Answer these from the convention speech excerpt below, one line each:
(a) To which Florida city did one of the president's first trips in office bring him?
(b) Which three groups of workers did the president's plan aim to keep on the job?
(c) In what city was the formal endorsement delivered?

» Excerpt provided
○ ○ ○ ○ ○

These shouldn’t be divisive issues at all.
“As a former lifelong Republican,” I said, “it pains me to tell you that today’s Republicans—and their standard‑bearers, Mitt Romney and Paul Ryan—just aren’t up to the task. They’re beholden to my-way-or-the-highway bullies, indebted to billionaires who bankroll ads and are allergic to the very idea of compromise. Ronald
Reagan would not have stood for that. Barack Obama does not stand for that. You and I won’t stand for that.”
I was laying everything right out there. It sure felt great. I had to mention the hug.
“One of the president’s first trips in office brought him to Fort Myers, Florida, where I was proud to embrace him and his plan to keep our teachers, police, and firefighters on the job,” I said. “Well, that hug caused me more grief from my party than you can ever imagine.”
Embracing Barack Obama had made me an instant pariah in the eyes of some Republicans. Yet the president and I, coming from different places, had been on similar journeys all along.
“I’ll be honest with you,” I told the Democratic delegates. “I don’t agree with President Obama about everything. But I’ve gotten to know him, I’ve worked with him, and the choice is crystal clear. When he took office, the economic crisis had already put the state of Florida on the edge of disaster. The foreclosure crisis was consuming homeowners, the tourists we depend on couldn’t afford to visit, and our vital construction industry had come to a standstill. President Obama saw what I saw: a catastrophe in the making. And he took action.”
Then I delivered the formal endorsement I had come to Charlotte to make.
“When I look at President Obama,” I said, “I see a leader with a cool head, a caring heart, and an open mind, a president who has demonstrated through his demeanor and through his deeds that he is uniquely qualified to heal our divisions, rebuild our nation, and lead us to a brighter future together.
“That’s the leader Florida needs. That’s the leader America needs. And that’s the reason I’m here tonight, not as a Republican, not as a
Democrat, but as an optimistic American who understands that we must come together behind the one man who can lead the way forward in these challenging times: my president, our president, Barack Obama!”
And the people went wild.
It felt so liberating, saying those words to that crowd on that night and being received the way that I was.
There was one last line in my written text I had planned to end my speech on. It was a funny line, I thought, a little self‑deprecating and 100 percent accurate. But the reaction to what I’d said was just so warm and so genuine—and so earsplittingly loud—those final fourteen words felt almost gratuitous. The point had been made and received. I had done as well as I could.

○ ○ ○ ○ ○

» Records supplied
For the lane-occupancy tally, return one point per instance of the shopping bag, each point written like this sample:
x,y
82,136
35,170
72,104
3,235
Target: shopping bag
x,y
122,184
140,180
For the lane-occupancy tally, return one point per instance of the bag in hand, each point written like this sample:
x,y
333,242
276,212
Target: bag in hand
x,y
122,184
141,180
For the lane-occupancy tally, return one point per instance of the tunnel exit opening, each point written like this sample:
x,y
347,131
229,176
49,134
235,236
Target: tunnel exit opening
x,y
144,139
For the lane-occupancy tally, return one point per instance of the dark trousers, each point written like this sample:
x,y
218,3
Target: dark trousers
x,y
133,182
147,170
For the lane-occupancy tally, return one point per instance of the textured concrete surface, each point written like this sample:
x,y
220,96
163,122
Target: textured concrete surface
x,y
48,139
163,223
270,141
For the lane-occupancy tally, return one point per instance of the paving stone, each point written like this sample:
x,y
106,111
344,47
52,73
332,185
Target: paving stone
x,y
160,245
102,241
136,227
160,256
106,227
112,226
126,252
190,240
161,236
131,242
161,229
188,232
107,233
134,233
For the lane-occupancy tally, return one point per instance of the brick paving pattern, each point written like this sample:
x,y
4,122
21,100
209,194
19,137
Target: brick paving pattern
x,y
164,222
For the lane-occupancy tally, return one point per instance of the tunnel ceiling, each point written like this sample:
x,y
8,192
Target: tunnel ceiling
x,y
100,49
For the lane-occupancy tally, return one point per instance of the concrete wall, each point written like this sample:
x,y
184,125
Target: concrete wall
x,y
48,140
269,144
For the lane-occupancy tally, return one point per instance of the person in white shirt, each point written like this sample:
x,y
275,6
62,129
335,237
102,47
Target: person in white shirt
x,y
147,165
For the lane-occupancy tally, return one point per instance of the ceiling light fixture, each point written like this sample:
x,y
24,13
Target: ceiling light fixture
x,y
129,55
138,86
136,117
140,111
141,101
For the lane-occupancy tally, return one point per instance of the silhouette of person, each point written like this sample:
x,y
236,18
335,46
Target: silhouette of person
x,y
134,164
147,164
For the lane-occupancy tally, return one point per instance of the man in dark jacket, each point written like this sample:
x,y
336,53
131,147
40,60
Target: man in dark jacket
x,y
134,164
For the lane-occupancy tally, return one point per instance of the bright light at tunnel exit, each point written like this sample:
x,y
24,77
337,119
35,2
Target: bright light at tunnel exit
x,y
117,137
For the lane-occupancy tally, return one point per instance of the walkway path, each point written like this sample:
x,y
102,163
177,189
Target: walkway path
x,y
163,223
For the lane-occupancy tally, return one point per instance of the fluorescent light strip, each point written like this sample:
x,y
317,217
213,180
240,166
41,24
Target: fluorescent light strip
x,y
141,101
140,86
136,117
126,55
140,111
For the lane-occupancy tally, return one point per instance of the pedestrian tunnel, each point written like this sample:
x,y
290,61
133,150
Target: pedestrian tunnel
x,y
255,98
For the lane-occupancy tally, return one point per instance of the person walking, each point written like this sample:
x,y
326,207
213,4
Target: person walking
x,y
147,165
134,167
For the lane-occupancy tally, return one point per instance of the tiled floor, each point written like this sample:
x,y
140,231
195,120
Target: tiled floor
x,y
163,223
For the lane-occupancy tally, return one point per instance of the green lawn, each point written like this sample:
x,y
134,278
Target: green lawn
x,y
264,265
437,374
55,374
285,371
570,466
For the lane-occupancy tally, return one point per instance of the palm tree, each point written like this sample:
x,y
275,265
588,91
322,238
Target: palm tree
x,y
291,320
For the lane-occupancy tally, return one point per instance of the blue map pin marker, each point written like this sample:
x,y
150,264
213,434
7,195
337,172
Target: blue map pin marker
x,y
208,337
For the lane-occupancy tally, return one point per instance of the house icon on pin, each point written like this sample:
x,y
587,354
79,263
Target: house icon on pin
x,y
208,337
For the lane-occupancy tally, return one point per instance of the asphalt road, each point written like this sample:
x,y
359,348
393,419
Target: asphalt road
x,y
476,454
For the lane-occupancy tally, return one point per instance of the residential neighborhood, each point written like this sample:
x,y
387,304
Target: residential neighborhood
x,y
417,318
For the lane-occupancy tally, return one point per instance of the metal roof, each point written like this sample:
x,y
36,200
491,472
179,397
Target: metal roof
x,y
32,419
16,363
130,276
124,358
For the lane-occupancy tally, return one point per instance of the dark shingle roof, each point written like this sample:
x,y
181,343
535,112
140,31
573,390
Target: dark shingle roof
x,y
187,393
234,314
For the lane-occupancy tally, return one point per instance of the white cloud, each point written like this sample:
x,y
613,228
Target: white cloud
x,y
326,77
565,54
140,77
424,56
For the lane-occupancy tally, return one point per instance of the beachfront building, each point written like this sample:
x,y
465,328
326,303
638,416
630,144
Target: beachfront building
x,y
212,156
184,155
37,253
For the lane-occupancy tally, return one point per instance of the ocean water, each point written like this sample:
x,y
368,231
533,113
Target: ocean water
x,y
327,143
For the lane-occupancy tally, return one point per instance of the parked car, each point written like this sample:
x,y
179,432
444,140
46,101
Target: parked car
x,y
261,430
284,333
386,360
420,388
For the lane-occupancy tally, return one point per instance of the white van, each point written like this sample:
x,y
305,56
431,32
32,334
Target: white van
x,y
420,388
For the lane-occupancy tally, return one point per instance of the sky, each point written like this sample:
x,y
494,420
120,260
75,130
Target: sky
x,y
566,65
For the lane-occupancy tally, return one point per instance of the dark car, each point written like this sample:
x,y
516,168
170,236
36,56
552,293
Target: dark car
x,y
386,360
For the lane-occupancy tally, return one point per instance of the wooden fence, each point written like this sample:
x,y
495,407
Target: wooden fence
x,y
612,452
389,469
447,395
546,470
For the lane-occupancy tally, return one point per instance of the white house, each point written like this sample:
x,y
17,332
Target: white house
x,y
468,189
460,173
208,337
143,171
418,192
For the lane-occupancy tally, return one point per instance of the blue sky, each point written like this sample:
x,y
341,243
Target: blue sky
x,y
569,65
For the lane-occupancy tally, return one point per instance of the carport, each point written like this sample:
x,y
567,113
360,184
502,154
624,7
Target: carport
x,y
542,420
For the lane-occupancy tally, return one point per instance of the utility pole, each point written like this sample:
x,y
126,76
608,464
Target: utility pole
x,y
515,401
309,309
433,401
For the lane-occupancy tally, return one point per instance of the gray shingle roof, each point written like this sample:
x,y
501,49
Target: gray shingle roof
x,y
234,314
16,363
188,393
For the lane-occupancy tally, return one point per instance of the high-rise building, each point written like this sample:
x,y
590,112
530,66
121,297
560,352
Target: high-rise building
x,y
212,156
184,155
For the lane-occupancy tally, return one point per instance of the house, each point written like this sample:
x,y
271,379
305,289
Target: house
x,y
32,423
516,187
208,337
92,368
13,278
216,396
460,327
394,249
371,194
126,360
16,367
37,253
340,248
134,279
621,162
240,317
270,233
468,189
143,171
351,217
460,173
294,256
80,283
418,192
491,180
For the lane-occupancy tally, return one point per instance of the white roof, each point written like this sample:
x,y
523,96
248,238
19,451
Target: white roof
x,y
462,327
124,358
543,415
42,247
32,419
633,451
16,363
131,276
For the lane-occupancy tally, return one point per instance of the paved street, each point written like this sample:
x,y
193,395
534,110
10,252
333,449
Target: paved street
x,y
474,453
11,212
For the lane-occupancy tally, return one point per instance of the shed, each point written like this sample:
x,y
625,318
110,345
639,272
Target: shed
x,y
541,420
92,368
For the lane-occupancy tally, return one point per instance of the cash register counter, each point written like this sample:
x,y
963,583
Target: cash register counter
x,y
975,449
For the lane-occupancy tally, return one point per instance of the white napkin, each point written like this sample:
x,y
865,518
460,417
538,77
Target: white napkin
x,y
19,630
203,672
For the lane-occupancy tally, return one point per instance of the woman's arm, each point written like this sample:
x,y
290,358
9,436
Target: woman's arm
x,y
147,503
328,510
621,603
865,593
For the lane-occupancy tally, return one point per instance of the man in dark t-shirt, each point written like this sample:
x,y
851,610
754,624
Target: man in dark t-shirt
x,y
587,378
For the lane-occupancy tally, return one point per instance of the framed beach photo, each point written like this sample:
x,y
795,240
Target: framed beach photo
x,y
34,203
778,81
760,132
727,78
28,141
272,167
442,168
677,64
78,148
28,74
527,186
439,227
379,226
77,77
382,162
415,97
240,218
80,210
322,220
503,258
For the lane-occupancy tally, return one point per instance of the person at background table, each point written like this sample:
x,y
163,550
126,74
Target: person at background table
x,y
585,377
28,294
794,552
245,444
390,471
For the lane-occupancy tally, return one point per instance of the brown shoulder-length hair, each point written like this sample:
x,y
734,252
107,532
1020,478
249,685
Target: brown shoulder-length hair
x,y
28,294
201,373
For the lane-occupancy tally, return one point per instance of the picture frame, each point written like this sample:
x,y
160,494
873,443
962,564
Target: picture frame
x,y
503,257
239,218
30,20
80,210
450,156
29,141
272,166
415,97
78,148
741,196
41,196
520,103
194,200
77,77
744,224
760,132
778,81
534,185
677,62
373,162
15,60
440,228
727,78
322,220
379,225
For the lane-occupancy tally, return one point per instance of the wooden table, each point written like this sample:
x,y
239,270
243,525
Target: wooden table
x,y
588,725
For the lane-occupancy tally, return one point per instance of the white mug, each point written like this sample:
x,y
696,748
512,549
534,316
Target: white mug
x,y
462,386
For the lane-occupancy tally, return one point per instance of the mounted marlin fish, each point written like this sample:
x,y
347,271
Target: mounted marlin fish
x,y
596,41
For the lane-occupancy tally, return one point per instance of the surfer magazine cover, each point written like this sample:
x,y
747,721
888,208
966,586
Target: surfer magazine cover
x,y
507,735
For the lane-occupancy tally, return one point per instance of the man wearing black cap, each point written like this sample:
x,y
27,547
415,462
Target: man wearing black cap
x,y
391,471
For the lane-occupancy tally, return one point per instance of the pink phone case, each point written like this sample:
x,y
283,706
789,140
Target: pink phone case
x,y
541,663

○ ○ ○ ○ ○

» Output of the exercise
(a) Fort Myers
(b) Teachers, police, and firefighters
(c) Charlotte